── 提示文

イスラエルとイランの戦争で利益を得る者たち。「逮捕に怯える外国スパイ」ネタニヤフと「平和になったら困る」イスラム宗教保守の戦いに終わりはあるのか?

Tel,Aviv,,Israel.,August,14,,2019.,Prime,Minister,Of,Israel
 

核戦争にすら発展しかねないイスラエルとイランの軍事衝突に対し、国際的な懸念が高まっている。これに関して、「イスラエルのネタニヤフ首相は、軍事衝突をエスカレートさせなければ議会を解散され、下野すれば逮捕されてしまう」一方で、「イランのイスラム保守政権も、イスラエルという敵がいなくなれば改革派の突き上げで国が瓦解してしまう」という構図を指摘するのは米国在住作家の冷泉彰彦氏だ。「平和になったら困る」人間はイスラエルだけでなくイランやハマスにすら存在し、それぞれが自身の延命や保身のために戦争を利用しているという。(メルマガ『冷泉彰彦のプリンストン通信』より)
※本記事のタイトル・見出しはMAG2NEWS編集部によるものです/原題:中東紛争のメカニズムを考える

多くの日本人が理解できない、イスラエルとイランが衝突する本当の理由

イスラエルのイランに対する攻撃は、その規模が大きく、また全体的に相当な決意を込めた行動という印象を与えました。このために、イランとしては同様に相当程度の反撃を決意せざるを得ず、即座に規模の大きな反撃を行っています。反撃には反撃で応えるということで、相互の応酬が止まりません。

現状としては、とにかく事態は悪化の一途を辿っています。イスラエルの側は、当初のイラン軍幹部や核科学者の暗殺というピンポイント作戦にとどまらず、油井への攻撃を含むインフラ破壊も開始しています。

一方で、イラン側の攻撃はイスラエルの事実上の首都であるテルアビブだけでなく、複数の都市に対する攻撃へと拡大しています。特にイスラエル自慢の迎撃システム(アイアン・ドーム)の能力を超える飽和攻撃も試みており、被害が拡大しています。

例えばですが、この間に続いたイスラエル=ガザ戦争との比較で言えば、ガザの場合は背後にイランがスポンサーでいたわけですが、今回のイランによる攻撃はより規模が大きくなっているようです。ガザが使用していたミサイルより大型で射程が長く、搭載している爆弾も大きなものを飽和攻撃に使用しているので、迎撃漏れが起きた場合の被害は深刻になっています。

────
── 提示データ

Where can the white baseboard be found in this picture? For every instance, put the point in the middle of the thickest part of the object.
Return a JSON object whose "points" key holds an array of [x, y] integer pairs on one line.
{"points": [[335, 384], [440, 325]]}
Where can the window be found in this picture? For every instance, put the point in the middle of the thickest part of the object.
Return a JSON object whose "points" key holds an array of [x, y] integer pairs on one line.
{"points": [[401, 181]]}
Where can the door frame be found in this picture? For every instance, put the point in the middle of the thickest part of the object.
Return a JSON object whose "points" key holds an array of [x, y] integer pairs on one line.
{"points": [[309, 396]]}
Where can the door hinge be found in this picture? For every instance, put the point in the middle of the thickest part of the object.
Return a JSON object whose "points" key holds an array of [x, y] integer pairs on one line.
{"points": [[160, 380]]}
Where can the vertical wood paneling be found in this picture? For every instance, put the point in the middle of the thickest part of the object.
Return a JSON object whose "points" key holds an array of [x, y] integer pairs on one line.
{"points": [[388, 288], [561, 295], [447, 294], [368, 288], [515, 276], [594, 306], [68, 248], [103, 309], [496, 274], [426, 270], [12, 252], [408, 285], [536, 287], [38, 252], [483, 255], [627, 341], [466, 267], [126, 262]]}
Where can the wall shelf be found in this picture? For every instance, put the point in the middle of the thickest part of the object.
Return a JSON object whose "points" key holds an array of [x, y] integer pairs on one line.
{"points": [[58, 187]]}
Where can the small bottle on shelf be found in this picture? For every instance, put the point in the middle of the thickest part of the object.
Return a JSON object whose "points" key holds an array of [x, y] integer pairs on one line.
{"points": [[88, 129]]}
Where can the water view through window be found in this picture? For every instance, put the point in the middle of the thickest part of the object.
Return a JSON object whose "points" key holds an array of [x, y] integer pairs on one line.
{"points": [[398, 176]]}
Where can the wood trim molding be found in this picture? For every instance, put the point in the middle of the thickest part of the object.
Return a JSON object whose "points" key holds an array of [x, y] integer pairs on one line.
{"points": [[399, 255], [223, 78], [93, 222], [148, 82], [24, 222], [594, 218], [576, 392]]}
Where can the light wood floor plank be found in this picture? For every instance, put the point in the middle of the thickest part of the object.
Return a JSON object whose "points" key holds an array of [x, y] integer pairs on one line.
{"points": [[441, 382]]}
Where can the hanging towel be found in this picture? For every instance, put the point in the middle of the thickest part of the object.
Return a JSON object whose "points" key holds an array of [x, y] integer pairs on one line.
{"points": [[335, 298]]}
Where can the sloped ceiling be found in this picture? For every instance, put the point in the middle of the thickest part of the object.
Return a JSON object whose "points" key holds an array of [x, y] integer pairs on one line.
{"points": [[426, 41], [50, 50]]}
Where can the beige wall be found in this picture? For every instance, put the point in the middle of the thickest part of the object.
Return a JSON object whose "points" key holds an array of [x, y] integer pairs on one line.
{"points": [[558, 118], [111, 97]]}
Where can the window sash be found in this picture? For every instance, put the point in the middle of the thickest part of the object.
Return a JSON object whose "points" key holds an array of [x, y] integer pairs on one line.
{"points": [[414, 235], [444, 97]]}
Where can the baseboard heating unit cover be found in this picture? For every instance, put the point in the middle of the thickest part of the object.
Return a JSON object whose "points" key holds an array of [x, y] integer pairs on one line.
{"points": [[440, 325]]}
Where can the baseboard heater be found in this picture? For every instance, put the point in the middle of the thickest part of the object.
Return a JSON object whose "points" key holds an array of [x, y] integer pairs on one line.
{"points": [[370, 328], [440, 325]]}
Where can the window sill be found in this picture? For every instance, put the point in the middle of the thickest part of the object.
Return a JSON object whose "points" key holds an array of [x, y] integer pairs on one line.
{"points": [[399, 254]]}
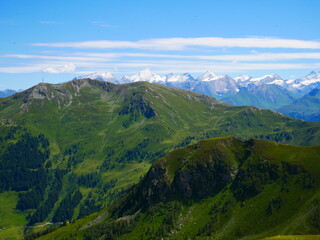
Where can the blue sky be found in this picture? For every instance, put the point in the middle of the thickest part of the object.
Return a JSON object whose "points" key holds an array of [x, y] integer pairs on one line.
{"points": [[58, 40]]}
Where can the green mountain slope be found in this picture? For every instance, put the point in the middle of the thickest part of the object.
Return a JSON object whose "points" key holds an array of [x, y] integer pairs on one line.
{"points": [[216, 189], [307, 107], [91, 140]]}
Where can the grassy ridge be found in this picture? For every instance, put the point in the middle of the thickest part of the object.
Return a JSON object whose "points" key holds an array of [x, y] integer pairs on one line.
{"points": [[267, 189], [116, 131]]}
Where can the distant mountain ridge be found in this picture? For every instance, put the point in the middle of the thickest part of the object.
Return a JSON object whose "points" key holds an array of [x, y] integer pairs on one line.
{"points": [[269, 91]]}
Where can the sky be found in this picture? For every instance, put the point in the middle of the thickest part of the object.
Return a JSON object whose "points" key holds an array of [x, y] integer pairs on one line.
{"points": [[55, 41]]}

────

• 演習課題:
1. 提示文のうち、「現状としては、とにかく事態は」から「の被害は深刻になっています。」までをすべて一字一句そのまま書き写してください。
2. リストの「Where can the distant」を含む行から末尾まで(両端を含む)を、列名を「入力」「出力」とする2列のCSVで示してください。1件につき1行とし、各件の本文と答えをそれぞれ引用符で囲んだ1フィールドに収め、改行は空白に置き換えてください。

• 課題の解答:
1.
現状としては、とにかく事態は悪化の一途を辿っています。イスラエルの側は、当初のイラン軍幹部や核科学者の暗殺というピンポイント作戦にとどまらず、油井への攻撃を含むインフラ破壊も開始しています。

一方で、イラン側の攻撃はイスラエルの事実上の首都であるテルアビブだけでなく、複数の都市に対する攻撃へと拡大しています。特にイスラエル自慢の迎撃システム(アイアン・ドーム)の能力を超える飽和攻撃も試みており、被害が拡大しています。

例えばですが、この間に続いたイスラエル=ガザ戦争との比較で言えば、ガザの場合は背後にイランがスポンサーでいたわけですが、今回のイランによる攻撃はより規模が大きくなっているようです。ガザが使用していたミサイルより大型で射程が長く、搭載している爆弾も大きなものを飽和攻撃に使用しているので、迎撃漏れが起きた場合の被害は深刻になっています。

2.
入力,出力
"Where can the distant mountain ridge be found in this picture? For every instance, put the point in the middle of the thickest part of the object. Return a JSON object whose ""points"" key holds an array of [x, y] integer pairs on one line.","{""points"": [[269, 91]]}"
"Where can the sky be found in this picture? For every instance, put the point in the middle of the thickest part of the object. Return a JSON object whose ""points"" key holds an array of [x, y] integer pairs on one line.","{""points"": [[55, 41]]}"